EXTRAIT CHOISI:
::::::
Chacun fait ce qu’il lui plaît.
Observée à travers une fenêtre incurvée, une personne est assise sur un banc à Barcelone, complètement absorbée par son téléphone. La scène est encadrée par des arbres, tandis que quelques personnes se promènent tranquillement en arrière-plan… #SilentSunday À travers

Et si c’était un livre au lieu d’un téléphone ? Imaginez… Une campagne anglaise légèrement détrempée ou une colline ponctuée de cyprès en Italie. Un banc sur lequel est assise une femme, les rubans de sa crinoline flottant au vent. Dans ses mains, un livre à la reliure ancienne qu’elle tient du bout des doigts et que parfois, elle repose sur les plis de l’étoffe le temps d’en mémoriser quelques lignes…
Chacun fait ce qu’il lui plaît.
Moi, je suis allé au CCCB pour découvrir World Press Photo 2024, la vingtième édition de l’exposition mondiale la plus renommée dans le domaine du photojournalisme. La photo de l’année montre une femme palestinienne serrant dans ses bras sa nièce tuée par un missile israélien. Outre le conflit entre Israël et la Palestine, les projets gagnants abordent également la guerre en Ukraine, la crise climatique, les questions de santé mentale, les migrations ou les liens familiaux…
La sélection de cette année comprend des histoires de désespoir, de faim, de guerre et de perte, mais aussi de persévérance, de courage, d’amour, de famille, de rêves… et plus de papillons que personne ne pourrait imaginer.
Joumana El Zein Khoury, directrice exécutive World Press Photo Foundation
Chacun fait ce qu’il lui plaît, mais ça rigole pas tous les jours.
Il y a l’horreur de ces trois gamins qui regardent une pomme que leur mère a rapportée après avoir mendié dans un camp de personnes déplacées, à la périphérie de Kaboul… Afghanistan on the Edge (Ebrahim Noroozi)
Il y a Mesut Hançer qui tient la main de sa fille Irmak, 15 ans, tuée pendant son sommeil lorsque la maison de sa grand-mère s’est effondrée lors d’un tremblement de terre en Turquie. Est-ce de la douleur ou de la colère grandissante ? A Father’s Pain (Adem Altan)
Il y a Alassane Sow, qui avait 30 ans. Contre l’avis de sa tante, le jeune Malien a pris place dans une embarcation de fortune à Nouadhibou (Mauritanie). Partis dans la nuit du 12 au 13 janvier 2021, les 43 passagers seront retrouvés sans vie en mai, au large de Tobago dans les Caraïbes. Adrift (Felipe Dana and Renata Brito)
Puis, il y a la sécheresse la plus intense qu’ait connue l’Amazonie, en 2023, et qui affecte de manière disproportionnée les communautés indigènes, rurales et fluviales. Du fleuve, il ne reste qu’un désert à perte de vue. Drought in the Amazon (Lalo de Almeida)
::::::
EXTRAITS DE DONNÉES:
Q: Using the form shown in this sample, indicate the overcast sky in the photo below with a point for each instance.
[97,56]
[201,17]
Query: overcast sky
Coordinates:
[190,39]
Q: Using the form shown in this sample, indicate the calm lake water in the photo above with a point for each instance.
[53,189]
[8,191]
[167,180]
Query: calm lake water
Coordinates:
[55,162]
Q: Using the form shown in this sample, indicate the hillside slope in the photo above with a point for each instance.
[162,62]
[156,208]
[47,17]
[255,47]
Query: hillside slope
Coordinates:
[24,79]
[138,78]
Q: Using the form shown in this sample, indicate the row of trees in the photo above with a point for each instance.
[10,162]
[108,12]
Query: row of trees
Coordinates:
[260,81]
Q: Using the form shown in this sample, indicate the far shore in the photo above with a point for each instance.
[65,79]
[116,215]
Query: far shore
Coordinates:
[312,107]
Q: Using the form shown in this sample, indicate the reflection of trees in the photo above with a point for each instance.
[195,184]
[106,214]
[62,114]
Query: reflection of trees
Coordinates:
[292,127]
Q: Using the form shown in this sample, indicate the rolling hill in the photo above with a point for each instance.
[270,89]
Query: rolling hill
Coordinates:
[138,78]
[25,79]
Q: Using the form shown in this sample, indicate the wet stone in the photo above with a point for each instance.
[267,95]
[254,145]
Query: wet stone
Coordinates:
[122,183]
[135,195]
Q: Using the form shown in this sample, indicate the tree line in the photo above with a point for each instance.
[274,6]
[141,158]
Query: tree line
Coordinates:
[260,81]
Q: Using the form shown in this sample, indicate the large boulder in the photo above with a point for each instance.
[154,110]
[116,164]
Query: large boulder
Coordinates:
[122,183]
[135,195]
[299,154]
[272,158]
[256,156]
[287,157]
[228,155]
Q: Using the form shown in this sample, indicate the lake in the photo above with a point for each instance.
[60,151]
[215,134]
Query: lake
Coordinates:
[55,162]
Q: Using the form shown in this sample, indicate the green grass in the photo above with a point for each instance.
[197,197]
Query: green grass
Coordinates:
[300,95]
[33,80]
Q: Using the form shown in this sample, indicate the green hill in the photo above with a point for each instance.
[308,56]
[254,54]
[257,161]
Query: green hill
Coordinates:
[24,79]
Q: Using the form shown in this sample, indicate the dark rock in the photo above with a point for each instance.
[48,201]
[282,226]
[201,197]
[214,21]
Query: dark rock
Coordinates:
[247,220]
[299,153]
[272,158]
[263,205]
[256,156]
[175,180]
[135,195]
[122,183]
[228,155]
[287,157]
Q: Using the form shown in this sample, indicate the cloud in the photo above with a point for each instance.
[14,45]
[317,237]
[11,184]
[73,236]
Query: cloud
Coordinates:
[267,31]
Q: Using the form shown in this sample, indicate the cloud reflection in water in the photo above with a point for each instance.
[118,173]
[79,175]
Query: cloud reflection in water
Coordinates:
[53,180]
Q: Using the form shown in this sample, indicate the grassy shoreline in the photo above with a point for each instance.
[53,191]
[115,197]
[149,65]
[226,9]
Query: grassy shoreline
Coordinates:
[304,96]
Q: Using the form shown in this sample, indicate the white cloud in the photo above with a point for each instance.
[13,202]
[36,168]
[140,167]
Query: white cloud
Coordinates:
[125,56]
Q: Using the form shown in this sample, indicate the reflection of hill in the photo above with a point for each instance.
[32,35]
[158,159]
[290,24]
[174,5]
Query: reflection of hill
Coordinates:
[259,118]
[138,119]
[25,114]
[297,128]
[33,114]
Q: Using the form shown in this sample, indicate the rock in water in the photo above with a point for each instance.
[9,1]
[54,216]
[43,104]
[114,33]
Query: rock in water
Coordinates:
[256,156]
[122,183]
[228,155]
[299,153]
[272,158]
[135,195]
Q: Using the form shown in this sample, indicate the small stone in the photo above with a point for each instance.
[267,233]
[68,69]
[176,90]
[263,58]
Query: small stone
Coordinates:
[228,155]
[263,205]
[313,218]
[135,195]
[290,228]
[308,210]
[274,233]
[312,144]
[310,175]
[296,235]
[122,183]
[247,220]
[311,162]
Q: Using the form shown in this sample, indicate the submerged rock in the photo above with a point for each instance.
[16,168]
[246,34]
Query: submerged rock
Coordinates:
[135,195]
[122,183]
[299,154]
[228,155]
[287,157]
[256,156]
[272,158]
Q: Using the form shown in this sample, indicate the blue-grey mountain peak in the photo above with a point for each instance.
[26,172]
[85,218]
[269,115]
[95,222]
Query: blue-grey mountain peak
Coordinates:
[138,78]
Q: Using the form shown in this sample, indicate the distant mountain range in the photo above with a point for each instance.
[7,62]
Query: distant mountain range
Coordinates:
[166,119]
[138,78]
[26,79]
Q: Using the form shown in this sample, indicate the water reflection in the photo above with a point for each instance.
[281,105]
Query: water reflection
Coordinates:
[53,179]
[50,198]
::::::
CONSIGNE 1:
D'après le texte sur l'exposition World Press Photo 2024, que montre la photo de l'année ?
CONSIGNE 2:
Reprenez le texte sur l'exposition World Press Photo 2024 et poursuivez-le après sa dernière phrase.
La liste n'intervient pas ici.

RÉPONSE ATTENDUE 1:
Une femme palestinienne qui serre dans ses bras sa nièce tuée par un missile israélien.

RÉPONSE ATTENDUE 2:
À Caracas, le soleil perce l’enchevêtrement de cables qui dansent au-dessus d’une scène de rue. Mais, derrière cet éclat lumineux apparait la foule affamée à la recherche de nourriture dans la décharge. Red Skies, Green Waters (Adriana Loureiro Fernandez)
Il y a la Tunisie, vue à travers les pupilles désabusées de sa jeunesse, The Escape (Zied Ben Romdhane) et, au Japon, la silhouette d’une personne à moitié transparente, assise là où Shigeo Mori aimait aller. « N’est-ce pas un endroit agréable ? » avait-il dit à sa femme, Itoko. Heartstrings, Chapter II: Walking Together (Kazuhiko Matsumura)
Chacun fait ce qu’il lui plaît, alors, je choisis trois portraits dont la lumière intérieure m’attire plus que d’autres :
la tendresse envers le vieux Dada Paul à Madagascar, (Valim-babena, Lee-Ann Olwage) ; l’amour envers et contre tout de Rosa et Ruben, les deux migrants sur le toit d’un train (The Two Walls, Alejandro Cegarra) et enfin, l’image qui m’a touché plus que toutes les autres :
Kibrom Berhane, 24 ans, qui salue sa mère pour la première fois depuis qu’il a rejoint les Forces de défense du Tigray (Éthiopie), deux ans plus tôt. Il a perdu sa jambe un mois avant l’accord de paix ; on ne pourra que le soupçonner en remarquant la béquille. On ne verra pas plus le visage de la mère, enfoui dans le cou de son fils dont toutes les peines semblent s’évanouir dans l’étreinte de l’amour maternel. Les plissés de l’étoffe blanche, la main posée sur l’épaule, le corps entier qui s’y appuie. Cette image continue de me bouleverser… (Returning Home from War, Vincent Haige)
Chacun fait ce qu’il lui plaît.
À deux pas de cette personne assise sur un banc à Barcelone, complètement absorbée par son téléphone, il y a le dyptique « Sans titre » de Salva López. À gauche, une chaise blanche en plastique tournée vers l’horizon (une variante de ma terrasse tangéroise), à droite, une montgolfière rouge dont on ne sait si elle se gonfle ou se dégonfle sur fond de terre et de ciel.